● BRIEF: In the records below, print verbatim every line from the one containing "Expected behaviour: the pointer indicates one point on the stone" through the final line of the records, both ends included.

● RECORDS FOR THE TASK:
════
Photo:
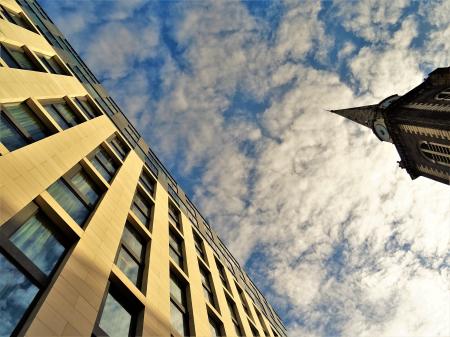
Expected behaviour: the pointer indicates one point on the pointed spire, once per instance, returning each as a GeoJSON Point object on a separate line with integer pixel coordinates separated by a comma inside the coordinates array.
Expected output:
{"type": "Point", "coordinates": [363, 115]}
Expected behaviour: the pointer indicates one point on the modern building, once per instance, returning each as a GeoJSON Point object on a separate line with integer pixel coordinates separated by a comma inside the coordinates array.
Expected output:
{"type": "Point", "coordinates": [418, 124]}
{"type": "Point", "coordinates": [96, 237]}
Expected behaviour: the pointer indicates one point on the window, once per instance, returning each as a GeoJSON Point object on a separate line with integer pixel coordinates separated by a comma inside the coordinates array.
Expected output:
{"type": "Point", "coordinates": [142, 208]}
{"type": "Point", "coordinates": [243, 300]}
{"type": "Point", "coordinates": [52, 65]}
{"type": "Point", "coordinates": [234, 316]}
{"type": "Point", "coordinates": [104, 163]}
{"type": "Point", "coordinates": [131, 258]}
{"type": "Point", "coordinates": [118, 317]}
{"type": "Point", "coordinates": [148, 182]}
{"type": "Point", "coordinates": [19, 126]}
{"type": "Point", "coordinates": [77, 194]}
{"type": "Point", "coordinates": [63, 115]}
{"type": "Point", "coordinates": [174, 215]}
{"type": "Point", "coordinates": [222, 273]}
{"type": "Point", "coordinates": [14, 18]}
{"type": "Point", "coordinates": [30, 250]}
{"type": "Point", "coordinates": [16, 57]}
{"type": "Point", "coordinates": [179, 316]}
{"type": "Point", "coordinates": [215, 326]}
{"type": "Point", "coordinates": [86, 107]}
{"type": "Point", "coordinates": [207, 285]}
{"type": "Point", "coordinates": [199, 246]}
{"type": "Point", "coordinates": [176, 248]}
{"type": "Point", "coordinates": [437, 153]}
{"type": "Point", "coordinates": [444, 95]}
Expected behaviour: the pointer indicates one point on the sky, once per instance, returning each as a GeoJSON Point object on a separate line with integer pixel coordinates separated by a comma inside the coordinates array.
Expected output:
{"type": "Point", "coordinates": [232, 96]}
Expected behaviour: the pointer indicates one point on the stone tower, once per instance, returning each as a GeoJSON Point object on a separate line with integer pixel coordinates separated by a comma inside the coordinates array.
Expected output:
{"type": "Point", "coordinates": [418, 124]}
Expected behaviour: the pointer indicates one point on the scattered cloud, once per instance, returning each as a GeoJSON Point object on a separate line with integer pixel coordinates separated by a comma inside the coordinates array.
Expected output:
{"type": "Point", "coordinates": [335, 233]}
════
● ANSWER TO THE EXERCISE:
Expected behaviour: the pointer indicates one point on the stone tower, once per instance, returning each as a GeoJSON Point object on a separate line with integer pixel coordinates separated by a comma inside the coordinates array.
Expected output:
{"type": "Point", "coordinates": [418, 124]}
Expected behaviour: the pointer indicates one point on the scattered cloud, once per instance, returning each as a GeoJSON Point object on a separate line with integer pixel coordinates separated by a comma inside the coordinates array.
Expected output:
{"type": "Point", "coordinates": [335, 233]}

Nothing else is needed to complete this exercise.